↓

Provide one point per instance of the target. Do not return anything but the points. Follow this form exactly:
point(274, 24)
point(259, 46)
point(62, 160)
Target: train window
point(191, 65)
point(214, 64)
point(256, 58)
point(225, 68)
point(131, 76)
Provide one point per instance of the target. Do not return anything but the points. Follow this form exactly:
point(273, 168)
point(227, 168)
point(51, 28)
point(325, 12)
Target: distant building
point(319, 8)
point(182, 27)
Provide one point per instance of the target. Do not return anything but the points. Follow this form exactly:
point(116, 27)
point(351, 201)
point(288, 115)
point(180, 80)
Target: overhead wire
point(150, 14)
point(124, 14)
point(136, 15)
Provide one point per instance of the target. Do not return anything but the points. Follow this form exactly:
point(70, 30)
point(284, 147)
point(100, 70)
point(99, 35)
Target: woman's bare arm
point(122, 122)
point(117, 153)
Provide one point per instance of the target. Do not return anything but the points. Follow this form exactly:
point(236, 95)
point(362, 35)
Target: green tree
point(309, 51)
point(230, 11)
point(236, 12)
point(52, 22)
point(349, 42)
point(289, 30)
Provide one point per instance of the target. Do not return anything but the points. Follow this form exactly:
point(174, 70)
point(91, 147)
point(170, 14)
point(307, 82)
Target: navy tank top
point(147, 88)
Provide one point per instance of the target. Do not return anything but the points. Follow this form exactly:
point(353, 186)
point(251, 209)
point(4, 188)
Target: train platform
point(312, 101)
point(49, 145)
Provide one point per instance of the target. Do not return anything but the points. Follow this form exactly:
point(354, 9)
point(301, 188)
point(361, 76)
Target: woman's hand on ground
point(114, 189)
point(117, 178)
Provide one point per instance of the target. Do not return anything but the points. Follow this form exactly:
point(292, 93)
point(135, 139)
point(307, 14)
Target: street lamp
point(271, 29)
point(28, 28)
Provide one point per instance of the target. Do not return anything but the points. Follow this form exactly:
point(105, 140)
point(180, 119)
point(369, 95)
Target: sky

↑

**WHAT YOU ARE ASKED TO DO**
Format every line of the entries above as a numbered list, leaving out any blank lines.

**COMPLETE RESPONSE**
1. Provide one point per instance of the target. Do not return anything but the points. Follow this form exactly:
2. point(274, 24)
3. point(259, 46)
4. point(62, 160)
5. Target: train window
6. point(191, 65)
7. point(214, 64)
8. point(256, 58)
9. point(225, 68)
10. point(131, 76)
11. Provide one point per instance of the target. Do not return anything but the points. Follow this form exactly:
12. point(273, 168)
13. point(227, 168)
14. point(51, 28)
15. point(325, 12)
16. Target: distant building
17. point(319, 8)
18. point(182, 27)
19. Provide one point per instance of the target. Do not return anything but the points. Follow this form exactly:
20. point(116, 27)
21. point(351, 201)
22. point(288, 115)
23. point(180, 80)
24. Target: overhead wire
25. point(150, 14)
26. point(124, 14)
27. point(136, 15)
28. Provide one point per instance of the target. Do not return anything but the points. Follow this form exactly:
29. point(70, 30)
30. point(284, 147)
31. point(100, 70)
32. point(99, 35)
33. Target: woman's bare arm
34. point(122, 122)
35. point(117, 153)
36. Provide one point per instance of the target. Do not return anything but the points. Follow this form exactly:
37. point(236, 95)
38. point(362, 35)
39. Target: green tree
40. point(309, 51)
41. point(230, 11)
42. point(236, 12)
43. point(52, 22)
44. point(349, 42)
45. point(289, 30)
46. Provide one point per instance of the target. Do not return anything but the points. Follow this form exactly:
47. point(174, 70)
48. point(91, 147)
49. point(170, 14)
50. point(307, 82)
51. Target: navy tank top
52. point(147, 88)
53. Provide one point per instance of the target. Do not return anything but the points. Follow this form exactly:
54. point(353, 186)
55. point(251, 209)
56. point(4, 188)
57. Target: train platform
58. point(312, 101)
59. point(49, 145)
60. Provide one point per instance of the target. Do not return anything but the points. Follow this form exactly:
61. point(354, 9)
62. point(301, 188)
63. point(361, 76)
64. Target: woman's hand on ground
65. point(114, 189)
66. point(117, 178)
67. Provide one point per instance of the target. Do not return anything but the points. Follow this form exactly:
68. point(292, 93)
69. point(135, 139)
70. point(307, 14)
71. Target: street lamp
72. point(271, 29)
73. point(28, 28)
74. Provide one point per instance of the target. Do not return anything but the points. Follow this form exactly:
75. point(105, 140)
76. point(180, 119)
77. point(369, 95)
78. Target: sky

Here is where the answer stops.